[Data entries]

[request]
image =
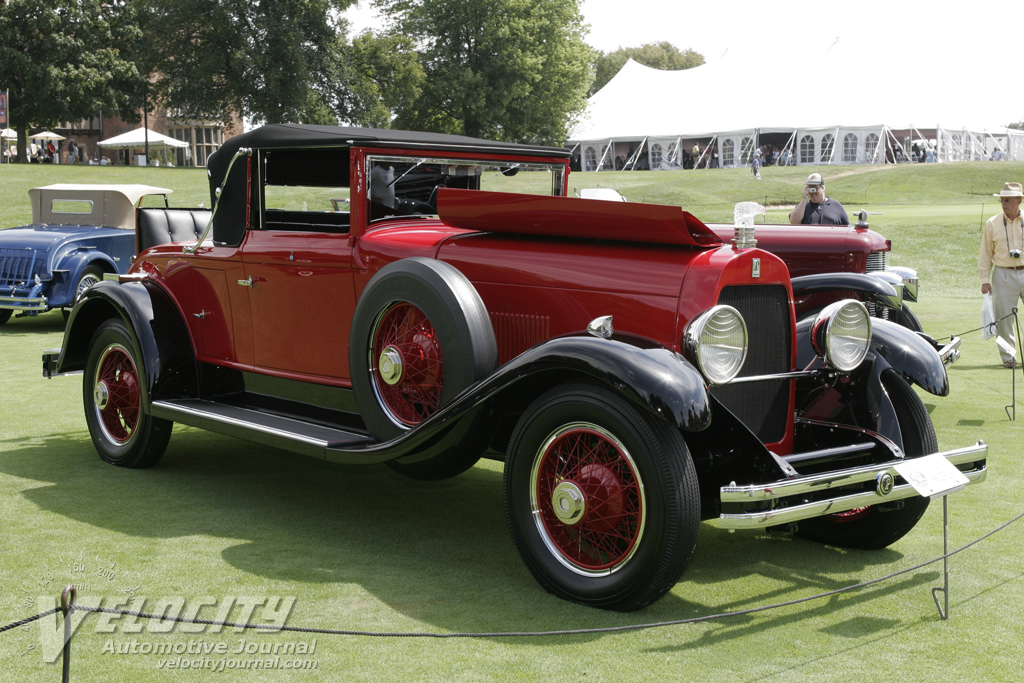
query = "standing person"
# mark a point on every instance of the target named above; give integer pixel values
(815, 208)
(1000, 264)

---

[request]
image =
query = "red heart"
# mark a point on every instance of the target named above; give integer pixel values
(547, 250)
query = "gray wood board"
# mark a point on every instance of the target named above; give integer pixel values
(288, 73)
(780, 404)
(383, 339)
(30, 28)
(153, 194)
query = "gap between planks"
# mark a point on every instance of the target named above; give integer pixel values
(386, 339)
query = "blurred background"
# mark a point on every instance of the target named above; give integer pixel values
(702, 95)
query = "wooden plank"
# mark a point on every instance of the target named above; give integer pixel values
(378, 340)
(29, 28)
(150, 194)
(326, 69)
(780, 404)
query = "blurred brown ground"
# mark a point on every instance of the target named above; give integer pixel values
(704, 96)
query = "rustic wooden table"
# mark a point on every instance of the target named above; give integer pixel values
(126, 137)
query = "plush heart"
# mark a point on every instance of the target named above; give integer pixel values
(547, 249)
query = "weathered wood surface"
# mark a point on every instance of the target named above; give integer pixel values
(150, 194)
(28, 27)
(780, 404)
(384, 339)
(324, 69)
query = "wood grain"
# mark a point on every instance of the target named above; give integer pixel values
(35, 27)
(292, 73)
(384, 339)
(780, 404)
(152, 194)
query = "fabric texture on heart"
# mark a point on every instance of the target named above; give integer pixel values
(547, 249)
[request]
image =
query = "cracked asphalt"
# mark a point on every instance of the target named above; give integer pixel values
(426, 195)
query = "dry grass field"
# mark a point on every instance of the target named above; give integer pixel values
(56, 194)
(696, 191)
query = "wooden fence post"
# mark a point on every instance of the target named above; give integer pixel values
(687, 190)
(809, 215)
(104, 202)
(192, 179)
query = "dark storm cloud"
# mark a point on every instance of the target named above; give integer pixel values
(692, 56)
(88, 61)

...

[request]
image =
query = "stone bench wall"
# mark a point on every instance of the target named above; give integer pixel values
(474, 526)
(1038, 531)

GOAL
Find every line in the data entries above that contains the word "heart", and copy each of those lines.

EXERCISE SOLUTION
query = "red heart"
query = "plush heart"
query = "fabric texture on heart"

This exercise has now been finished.